** START OF Document text **
Bill, Thanks a lot for the quick reply. I think I was not clear in my question though. What I was wondering based on the previous quote was whether CI actually had an official buy-back program for those who have owned points for more than 8 years. I had never heard of this, but the post I quoted seemed to suggest that there might be one. Thanks!


----------



## tashamen

jas_ma said:


> I think I was not clear in my question though. What I was wondering based on the previous quote was whether CI actually had an official buy-back program for those who have owned points for more than 8 years. I had never heard of this, but the post I quoted seemed to suggest that there might be one. Thanks!



There has always been a buy-back program.  I didn't realize the term had been changed to 8 years - the CI owners' website still refers to 5 years:

"Intrawest has created a unique program for Members who have owned their Club Intrawest Membership for 5 years or more. Intrawest offers our Members the opportunity to have their Membership repurchased by Intrawest Corporation. Members who apply within the calendar year are eligible to have their Memberships repurchased in January of the next year on a first-come, first-served basis."

In the past they used to spell out what the amount was that you got through this program, but it doesn't say that any more.  It used to be either a certain percentage of what CI was currently selling points for, or a percentage of what you paid for them.  And of course you have to have bought the points directly from CI and not resale.


----------



## smbrannan

*CI winning bids continue to drop*

I have again updated the web page showing the history of Club Intrawest winning bids on eBay.    This includes the auctions that have ended with a winning bid so far during 2009 .

 Prices are showing a very negative trend, much like all other markets since September 2008.

I just got back from a week at the CI location in Whistler and still think that this is a class operation.   

The link is: History of winning CI bids on eBay


----------



## JonathanIT

smbrannan said:


> I just got back from a week at the CI location in Whistler and still think that this is a class operation.


I booked stays through my HGVC membership at the Intrawest in Whistler, BC for the past two February's (for WinterPRIDE).  It is a great resort, in a fantastic location.  3,400 HGVC pts for 7 nights in a 1BD in the middle of winter is a great deal!  I'm hoping to get the same week next year (they moved the event to March to avoid the Olympics), and make it an annual tradition.


----------



## captpete43

*reply on repurchase*



jas_ma said:


> First, thanks to everybody for the incredibly useful information in this forum.
> 
> I was interested in your reference to the 8 years for reselling to CI. I couldn't find any more information on this. Is there an official CI policy that enables point holders to sell back to CI without engaging the ROFR? I'd be very grateful for any place you can direct me to for some more details. Thanks!
** END OF Document text **
** START OF Excerpted data **
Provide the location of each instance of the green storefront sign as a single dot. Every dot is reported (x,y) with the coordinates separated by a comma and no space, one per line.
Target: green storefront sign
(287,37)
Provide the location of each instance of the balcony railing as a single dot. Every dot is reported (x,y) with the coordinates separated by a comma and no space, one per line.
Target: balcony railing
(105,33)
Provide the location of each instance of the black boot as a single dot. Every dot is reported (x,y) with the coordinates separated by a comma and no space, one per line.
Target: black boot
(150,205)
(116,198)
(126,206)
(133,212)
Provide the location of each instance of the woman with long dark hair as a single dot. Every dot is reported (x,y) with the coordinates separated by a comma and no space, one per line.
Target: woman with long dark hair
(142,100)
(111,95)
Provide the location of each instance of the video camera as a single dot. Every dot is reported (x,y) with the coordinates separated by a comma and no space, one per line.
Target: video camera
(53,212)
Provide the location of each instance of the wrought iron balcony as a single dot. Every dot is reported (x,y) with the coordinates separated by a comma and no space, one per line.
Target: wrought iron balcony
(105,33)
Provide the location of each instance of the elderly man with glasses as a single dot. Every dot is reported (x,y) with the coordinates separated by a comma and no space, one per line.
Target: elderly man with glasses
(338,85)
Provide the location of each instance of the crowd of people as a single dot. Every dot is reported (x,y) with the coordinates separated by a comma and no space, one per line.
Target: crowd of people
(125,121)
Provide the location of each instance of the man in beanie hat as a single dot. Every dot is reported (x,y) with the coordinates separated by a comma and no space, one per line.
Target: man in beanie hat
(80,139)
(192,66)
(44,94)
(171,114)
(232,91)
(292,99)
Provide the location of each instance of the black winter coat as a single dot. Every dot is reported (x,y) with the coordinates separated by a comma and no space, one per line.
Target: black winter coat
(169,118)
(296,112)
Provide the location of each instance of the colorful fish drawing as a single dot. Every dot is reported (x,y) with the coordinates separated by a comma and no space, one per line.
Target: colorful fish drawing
** END OF Excerpted data **
▶ _Task requirements_
Repeat the part of the Club Intrawest forum thread starting with "I have again" and going on through "during 2009 .".

▶ _Answer to the task_
I have again updated the web page showing the history of Club Intrawest winning bids on eBay.    This includes the auctions that have ended with a winning bid so far during 2009 .